--- Begin DATASET ENTRIES ---
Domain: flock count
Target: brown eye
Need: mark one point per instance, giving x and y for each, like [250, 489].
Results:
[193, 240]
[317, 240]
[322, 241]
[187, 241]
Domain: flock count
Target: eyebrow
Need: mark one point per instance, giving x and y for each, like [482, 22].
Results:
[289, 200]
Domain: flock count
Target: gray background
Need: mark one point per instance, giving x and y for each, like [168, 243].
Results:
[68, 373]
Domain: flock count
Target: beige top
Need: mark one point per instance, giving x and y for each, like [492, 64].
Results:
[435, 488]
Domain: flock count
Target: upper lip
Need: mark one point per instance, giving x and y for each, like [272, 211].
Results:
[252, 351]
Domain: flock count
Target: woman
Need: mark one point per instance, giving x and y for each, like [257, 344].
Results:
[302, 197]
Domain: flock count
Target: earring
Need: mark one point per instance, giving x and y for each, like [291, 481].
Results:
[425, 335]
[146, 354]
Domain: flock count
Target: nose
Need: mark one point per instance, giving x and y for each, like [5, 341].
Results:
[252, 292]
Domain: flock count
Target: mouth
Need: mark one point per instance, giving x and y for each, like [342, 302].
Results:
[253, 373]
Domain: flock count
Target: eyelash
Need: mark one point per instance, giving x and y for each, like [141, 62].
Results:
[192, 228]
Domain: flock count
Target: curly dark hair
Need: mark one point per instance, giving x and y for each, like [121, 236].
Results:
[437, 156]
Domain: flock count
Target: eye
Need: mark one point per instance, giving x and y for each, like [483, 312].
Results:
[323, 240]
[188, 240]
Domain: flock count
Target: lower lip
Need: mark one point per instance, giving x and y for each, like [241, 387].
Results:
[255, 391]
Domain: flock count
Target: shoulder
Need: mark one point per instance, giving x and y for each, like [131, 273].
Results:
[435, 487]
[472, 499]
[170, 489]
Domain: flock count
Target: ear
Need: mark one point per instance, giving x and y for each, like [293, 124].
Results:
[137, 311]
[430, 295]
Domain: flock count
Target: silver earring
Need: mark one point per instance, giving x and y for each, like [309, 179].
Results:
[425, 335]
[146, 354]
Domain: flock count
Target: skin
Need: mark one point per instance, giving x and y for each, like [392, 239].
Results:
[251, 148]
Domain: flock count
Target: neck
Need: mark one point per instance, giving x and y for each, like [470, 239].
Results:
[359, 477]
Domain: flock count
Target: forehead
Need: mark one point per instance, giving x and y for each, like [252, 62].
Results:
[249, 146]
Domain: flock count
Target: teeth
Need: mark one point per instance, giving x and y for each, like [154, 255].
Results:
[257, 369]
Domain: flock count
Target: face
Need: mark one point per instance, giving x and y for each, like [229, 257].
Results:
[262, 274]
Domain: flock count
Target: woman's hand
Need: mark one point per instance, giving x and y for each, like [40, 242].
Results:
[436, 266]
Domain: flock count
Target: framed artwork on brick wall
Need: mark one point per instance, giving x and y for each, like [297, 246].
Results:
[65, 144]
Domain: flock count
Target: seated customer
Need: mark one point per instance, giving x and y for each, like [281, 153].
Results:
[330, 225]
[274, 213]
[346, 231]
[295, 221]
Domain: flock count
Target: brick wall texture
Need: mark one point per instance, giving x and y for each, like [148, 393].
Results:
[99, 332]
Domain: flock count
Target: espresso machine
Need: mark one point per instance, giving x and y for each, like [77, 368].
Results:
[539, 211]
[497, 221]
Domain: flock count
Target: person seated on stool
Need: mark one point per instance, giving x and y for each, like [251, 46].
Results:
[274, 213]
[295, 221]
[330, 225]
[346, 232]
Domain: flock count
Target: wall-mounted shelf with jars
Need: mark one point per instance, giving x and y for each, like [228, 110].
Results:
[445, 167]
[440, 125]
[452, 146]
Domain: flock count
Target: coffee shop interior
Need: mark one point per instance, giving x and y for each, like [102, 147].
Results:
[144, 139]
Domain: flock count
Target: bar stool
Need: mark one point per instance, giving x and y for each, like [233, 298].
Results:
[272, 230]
--- End DATASET ENTRIES ---
## REQUIRED WORK
Go through the listing above and restate it word for word.

## WRITTEN RESPONSE
Domain: flock count
Target: brown eye
Need: mark one point per instance, giving x and y for each, like [250, 489].
Results:
[193, 240]
[317, 240]
[322, 241]
[187, 241]
Domain: flock count
Target: eyebrow
Need: mark one point per instance, giving x and y for each, like [482, 22].
Results:
[289, 200]
Domain: flock count
Target: gray background
Need: mark one point per instance, giving x and y for each, like [168, 243].
Results:
[68, 373]
Domain: flock count
Target: beige top
Need: mark one point per instance, giving x and y for each, like [492, 64].
Results:
[435, 488]
Domain: flock count
Target: upper lip
Need: mark one point per instance, giving x and y for each, like [272, 211].
Results:
[252, 351]
Domain: flock count
Target: woman
Need: mark one point per instance, giving x and y for each, like [257, 344].
Results:
[302, 197]
Domain: flock count
Target: earring
Need: mark one point per instance, giving x and y for each, like [291, 481].
Results:
[425, 335]
[146, 354]
Domain: flock count
Target: nose
Need: mark one point per instance, giving x and y for each, like [5, 341].
Results:
[252, 292]
Domain: flock count
Target: mouth
Need: mark one point per instance, giving x and y for each, like [342, 302].
Results:
[253, 373]
Domain: flock count
Target: eyelash
Need: mark one point per instance, giving x and y for each, like [141, 62].
Results:
[192, 228]
Domain: flock count
Target: curly dark hair
Need: mark one point per instance, giving x and y for each, like [121, 236].
Results:
[437, 156]
Domain: flock count
Target: eye
Need: mark one point per instance, giving x and y for each, like [483, 312].
Results:
[323, 240]
[188, 240]
Domain: flock count
Target: lower lip
Need: mark one point per instance, giving x and y for each, like [241, 387].
Results:
[255, 391]
Domain: flock count
Target: shoulder
Need: mark one point per instance, giving x and y for each, like [131, 273].
Results:
[435, 487]
[472, 499]
[170, 489]
Domain: flock count
Target: ear
Need: mark one point per instance, giving x and y for each, like [293, 124].
Results:
[137, 311]
[430, 295]
Domain: flock count
Target: silver earring
Need: mark one point per instance, giving x and y for each, like [309, 179].
Results:
[425, 335]
[146, 354]
Domain: flock count
Target: skin
Need: mark one point per instance, giving x and y for each, like [392, 239].
Results:
[251, 148]
Domain: flock count
Target: neck
Need: mark one point per instance, giving x and y for each, like [470, 239].
Results:
[359, 477]
Domain: flock count
Target: forehead
Need: mark one point per instance, giving x and y for each, like [252, 62].
Results:
[249, 146]
Domain: flock count
Target: teeth
Need: mark one point per instance, giving x and y for each, like [154, 255].
Results:
[257, 369]
Domain: flock count
Target: face
Need: mark one point per instance, giving x and y for each, like [229, 257].
Results:
[262, 274]
Domain: flock count
Target: woman's hand
Need: mark one point per instance, giving x and y for each, like [40, 242].
Results:
[436, 266]
Domain: flock count
Target: framed artwork on brick wall
Need: mark one point per instance, giving x and y for each, like [297, 246].
Results:
[65, 144]
Domain: flock count
Target: seated customer
Need: mark one point per instance, giving x and y for each, like [281, 153].
Results:
[330, 225]
[274, 213]
[346, 231]
[295, 221]
Domain: flock count
Target: brick wall texture
Need: mark one point per instance, giving x and y for each, like [148, 393].
Results:
[99, 332]
Domain: flock count
Target: espresso machine
Need: mark one point per instance, giving x and y for each, like [77, 368].
Results:
[539, 211]
[497, 221]
Domain: flock count
Target: person seated on stool
Need: mark one point per instance, giving x and y for each, like [251, 46].
Results:
[274, 213]
[295, 221]
[330, 225]
[346, 232]
Domain: flock count
Target: wall-mounted shelf with jars
Need: mark one point per instance, giving x and y for each, like [228, 110].
Results:
[445, 167]
[440, 125]
[452, 146]
Domain: flock count
Target: coffee shop interior
Need: mark one point per instance, giving x and y for each, like [102, 147].
Results:
[144, 139]
Domain: flock count
Target: bar stool
Need: mark one point per instance, giving x and y for each, like [233, 298].
Results:
[272, 230]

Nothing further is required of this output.